Thursday, 9 November 2017

Book review : The Winter's Child - Cassandra Parkin


Susannah Harper is the woman that all mothers dread to be one day. Five years ago, her world imploded when her only son, troubled teenager Joel, disappeared without a trace. The book jumps around in time, showing us the early days when he was adopted by Susannah and her husband John and their struggles to find a balance in their new family, the time just before he went missing, with Susannah having turned into an over-protective mother whose fusional relationship with her son leads to her deceiving and excluding her husband, and the present, where Susannah, divorced and unable to move on, finds bittersweet solace in visiting mediums who she then criticises on her blog.

However much she slams them as charlatans, she can't help but continue to nurture a glimmer of hope that one of them will one day give her the breakthrough she needs, so when she is told that her son will come back to her before Christmas, she becomes intent on discovering what happened. Strange goings on start to surround Susannah - she spots her son in crowded places, his belongings start to turn up, she receives spooky visitations - but are they hallucinations brought on by the mental strain or real other-worldly messages ?
· · ·
> [Exercise set]
a – According to the review of The Winter's Child, how long ago did Susannah's son Joel disappear?
b – Reproduce the review of The Winter's Child between "Thursday, 9 November" and "on her blog.", inclusive.
c – Resume the review of The Winter's Child from the point where it stops, and keep writing it.
The records below the review have nothing to do with what's asked here.
· · ·
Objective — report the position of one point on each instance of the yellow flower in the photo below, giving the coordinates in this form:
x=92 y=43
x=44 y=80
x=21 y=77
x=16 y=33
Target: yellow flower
· · ·
> [Solved tasks]
a – Five years ago.

b –
Thursday, 9 November 2017

Book review : The Winter's Child - Cassandra Parkin


Susannah Harper is the woman that all mothers dread to be one day. Five years ago, her world imploded when her only son, troubled teenager Joel, disappeared without a trace. The book jumps around in time, showing us the early days when he was adopted by Susannah and her husband John and their struggles to find a balance in their new family, the time just before he went missing, with Susannah having turned into an over-protective mother whose fusional relationship with her son leads to her deceiving and excluding her husband, and the present, where Susannah, divorced and unable to move on, finds bittersweet solace in visiting mediums who she then criticises on her blog.

c –
It's a harrowing look at what it must be like to live in the limbo of not knowing whether your beloved child is alive or dead, and my heart really went out to Susannah. However, even if the story is told entirely from her perspective, I couldn't help but also feel sorry for her husband John, who had to suffer the same pain at losing Joel while also dealing with an increasingly neurotic and over-bearing wife. Susannah is not presented in a particularly positive light and I couldn't really warm to her, especially as she seems to resent everyone else who has any sort of a happy home life - her ex husband, her sister, even her case worker. It's hard to work out if her moral compass has been skewed in later years due to her suffering or if she was always quite a nasty piece of work.

The shock ending didn't come as much of a surprise to me because I had worked it out long before the end and even had inklings of doubt from the very beginning. It's still a raw, gut-wrenching journey through one woman's personal hell though, and a chilling story that will haunt you long after you have turned the final page.

star rating : 4.5/5

RRP : £8.99

  • Paperback: 288 pages
  • Publisher: Legend Press (15 Sept. 2017)
  • Language: English
  • ISBN-10: 1785079034
  • ISBN-13: 978-1785079030



Disclosure : I received a review copy of the book.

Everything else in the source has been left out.